EXERCISE =>
Reproduce every line of the data below without changing anything.

GIVEN DATA =>
......
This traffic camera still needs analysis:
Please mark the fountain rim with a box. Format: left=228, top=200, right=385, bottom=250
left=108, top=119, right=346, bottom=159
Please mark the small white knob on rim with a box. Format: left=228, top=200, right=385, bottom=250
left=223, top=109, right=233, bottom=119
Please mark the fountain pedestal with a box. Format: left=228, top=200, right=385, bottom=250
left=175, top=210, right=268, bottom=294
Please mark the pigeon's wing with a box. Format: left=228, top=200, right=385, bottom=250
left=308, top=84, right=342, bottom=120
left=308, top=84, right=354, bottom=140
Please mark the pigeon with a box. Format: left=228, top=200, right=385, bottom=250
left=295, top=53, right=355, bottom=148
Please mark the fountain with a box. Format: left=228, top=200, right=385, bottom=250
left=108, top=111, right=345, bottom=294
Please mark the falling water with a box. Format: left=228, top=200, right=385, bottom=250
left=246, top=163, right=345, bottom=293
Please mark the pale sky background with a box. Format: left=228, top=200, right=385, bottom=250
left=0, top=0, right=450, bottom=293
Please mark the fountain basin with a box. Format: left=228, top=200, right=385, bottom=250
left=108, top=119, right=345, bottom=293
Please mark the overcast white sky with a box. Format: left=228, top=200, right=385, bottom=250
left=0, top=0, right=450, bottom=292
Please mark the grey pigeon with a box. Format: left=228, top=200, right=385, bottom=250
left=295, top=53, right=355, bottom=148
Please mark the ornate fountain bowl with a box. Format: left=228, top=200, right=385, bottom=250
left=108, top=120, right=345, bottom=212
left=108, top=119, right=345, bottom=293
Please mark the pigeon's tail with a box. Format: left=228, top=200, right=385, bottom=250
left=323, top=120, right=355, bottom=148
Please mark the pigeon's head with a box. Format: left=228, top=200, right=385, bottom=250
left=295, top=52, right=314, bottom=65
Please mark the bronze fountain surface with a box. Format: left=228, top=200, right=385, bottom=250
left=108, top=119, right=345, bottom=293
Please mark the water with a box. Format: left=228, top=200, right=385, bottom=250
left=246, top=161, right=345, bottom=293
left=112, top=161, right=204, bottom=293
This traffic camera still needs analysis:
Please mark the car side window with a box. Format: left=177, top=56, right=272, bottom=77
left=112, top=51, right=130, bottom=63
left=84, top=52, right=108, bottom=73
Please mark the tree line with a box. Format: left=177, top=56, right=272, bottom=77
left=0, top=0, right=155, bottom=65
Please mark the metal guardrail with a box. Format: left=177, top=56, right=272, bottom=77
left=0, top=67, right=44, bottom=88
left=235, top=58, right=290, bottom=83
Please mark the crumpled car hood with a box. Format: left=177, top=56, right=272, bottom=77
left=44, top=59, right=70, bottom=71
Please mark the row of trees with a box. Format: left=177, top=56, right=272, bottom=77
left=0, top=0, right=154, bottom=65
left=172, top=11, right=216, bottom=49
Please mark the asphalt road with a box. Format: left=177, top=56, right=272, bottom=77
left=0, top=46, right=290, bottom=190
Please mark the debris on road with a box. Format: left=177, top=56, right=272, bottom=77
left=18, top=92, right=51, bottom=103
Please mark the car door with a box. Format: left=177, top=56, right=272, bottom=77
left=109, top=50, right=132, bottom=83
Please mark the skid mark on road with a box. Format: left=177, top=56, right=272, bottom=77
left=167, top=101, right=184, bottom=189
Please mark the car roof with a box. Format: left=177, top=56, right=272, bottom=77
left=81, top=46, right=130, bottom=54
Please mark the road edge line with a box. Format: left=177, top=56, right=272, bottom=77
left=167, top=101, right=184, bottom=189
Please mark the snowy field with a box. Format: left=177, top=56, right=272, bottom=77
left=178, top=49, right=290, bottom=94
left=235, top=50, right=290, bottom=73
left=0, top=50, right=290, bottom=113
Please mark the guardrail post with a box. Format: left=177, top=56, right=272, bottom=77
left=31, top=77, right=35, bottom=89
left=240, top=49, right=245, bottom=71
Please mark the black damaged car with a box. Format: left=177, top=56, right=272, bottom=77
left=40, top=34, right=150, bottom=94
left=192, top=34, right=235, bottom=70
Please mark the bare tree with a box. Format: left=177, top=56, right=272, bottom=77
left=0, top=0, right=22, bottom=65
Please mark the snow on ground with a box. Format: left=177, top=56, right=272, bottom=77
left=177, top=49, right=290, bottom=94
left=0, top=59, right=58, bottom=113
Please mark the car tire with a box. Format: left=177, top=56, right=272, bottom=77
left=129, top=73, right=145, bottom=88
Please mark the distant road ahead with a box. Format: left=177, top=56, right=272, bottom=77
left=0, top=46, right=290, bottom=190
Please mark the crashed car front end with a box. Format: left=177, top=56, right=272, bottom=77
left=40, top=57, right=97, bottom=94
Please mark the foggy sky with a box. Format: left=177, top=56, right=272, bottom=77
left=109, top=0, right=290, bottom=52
......
PROBLEM SOLUTION =>
This traffic camera still needs analysis:
Please mark the fountain rim with a box. Format: left=228, top=200, right=385, bottom=250
left=108, top=119, right=346, bottom=159
Please mark the small white knob on rim with a box. Format: left=228, top=200, right=385, bottom=250
left=223, top=109, right=233, bottom=119
Please mark the fountain pedestal with a box. Format: left=228, top=200, right=385, bottom=250
left=175, top=210, right=268, bottom=294
Please mark the pigeon's wing with a box. Format: left=228, top=200, right=385, bottom=250
left=308, top=84, right=342, bottom=120
left=308, top=84, right=354, bottom=140
Please mark the pigeon with a box. Format: left=228, top=200, right=385, bottom=250
left=295, top=53, right=355, bottom=148
Please mark the fountain with a box. Format: left=228, top=200, right=385, bottom=250
left=108, top=111, right=345, bottom=294
Please mark the falling water with a box. Format: left=228, top=200, right=385, bottom=250
left=246, top=163, right=345, bottom=293
Please mark the pale sky background with a box. Format: left=228, top=200, right=385, bottom=250
left=0, top=0, right=450, bottom=293
Please mark the fountain basin with a box. Format: left=228, top=200, right=385, bottom=250
left=108, top=119, right=345, bottom=293
Please mark the overcast white sky with a box. Format: left=228, top=200, right=385, bottom=250
left=0, top=0, right=450, bottom=292
Please mark the grey pigeon with a box. Format: left=228, top=200, right=385, bottom=250
left=295, top=53, right=355, bottom=148
Please mark the ornate fountain bowl with a box. Format: left=228, top=200, right=385, bottom=250
left=108, top=120, right=345, bottom=212
left=108, top=119, right=345, bottom=293
Please mark the pigeon's tail with a box. Format: left=228, top=200, right=385, bottom=250
left=323, top=120, right=355, bottom=148
Please mark the pigeon's head with a box. Format: left=228, top=200, right=385, bottom=250
left=295, top=52, right=314, bottom=65
Please mark the bronze fountain surface with a box. Format: left=228, top=200, right=385, bottom=250
left=108, top=119, right=345, bottom=293
Please mark the water with a box. Format: left=228, top=200, right=385, bottom=250
left=246, top=161, right=345, bottom=293
left=112, top=161, right=204, bottom=293
This traffic camera still needs analysis:
Please mark the car side window with a box. Format: left=177, top=56, right=272, bottom=77
left=112, top=51, right=130, bottom=63
left=84, top=52, right=108, bottom=73
Please mark the tree line with a box. Format: left=177, top=56, right=272, bottom=77
left=0, top=0, right=155, bottom=65
Please mark the metal guardrail with a box. Format: left=177, top=56, right=272, bottom=77
left=0, top=67, right=44, bottom=88
left=235, top=58, right=290, bottom=83
Please mark the crumpled car hood with a box. Format: left=177, top=56, right=272, bottom=77
left=44, top=59, right=70, bottom=71
Please mark the row of trees with a box. Format: left=177, top=56, right=272, bottom=77
left=0, top=0, right=154, bottom=65
left=172, top=11, right=216, bottom=49
Please mark the asphalt road with a box. Format: left=177, top=56, right=272, bottom=77
left=0, top=46, right=290, bottom=190
Please mark the debris on road with a box. Format: left=177, top=56, right=272, bottom=77
left=18, top=92, right=51, bottom=103
Please mark the car door with a box. Format: left=177, top=56, right=272, bottom=77
left=109, top=50, right=132, bottom=83
Please mark the skid mark on road with a box. Format: left=177, top=56, right=272, bottom=77
left=167, top=101, right=184, bottom=189
Please mark the car roof with a box. Format: left=177, top=56, right=272, bottom=77
left=81, top=46, right=130, bottom=54
Please mark the road edge line with a box. Format: left=177, top=56, right=272, bottom=77
left=167, top=101, right=184, bottom=189
Please mark the snowy field with a box. Format: left=177, top=56, right=272, bottom=77
left=178, top=49, right=290, bottom=94
left=235, top=50, right=290, bottom=73
left=0, top=50, right=290, bottom=113
Please mark the guardrail post with a box. Format: left=177, top=56, right=272, bottom=77
left=31, top=77, right=35, bottom=89
left=240, top=49, right=245, bottom=71
Please mark the black damaged car with a box. Format: left=177, top=56, right=272, bottom=77
left=40, top=34, right=150, bottom=94
left=192, top=34, right=235, bottom=70
Please mark the bare tree with a box. Format: left=177, top=56, right=272, bottom=77
left=0, top=0, right=22, bottom=65
Please mark the snow on ground with a box. Format: left=177, top=56, right=272, bottom=77
left=177, top=49, right=290, bottom=94
left=0, top=59, right=58, bottom=113
Please mark the car tire with a box. Format: left=177, top=56, right=272, bottom=77
left=129, top=73, right=145, bottom=88
Please mark the distant road ahead with a box. Format: left=177, top=56, right=272, bottom=77
left=0, top=46, right=290, bottom=190
Please mark the crashed car front end with a box. Format: left=177, top=56, right=272, bottom=77
left=40, top=57, right=97, bottom=94
Please mark the foggy sky with a box. Format: left=177, top=56, right=272, bottom=77
left=109, top=0, right=290, bottom=52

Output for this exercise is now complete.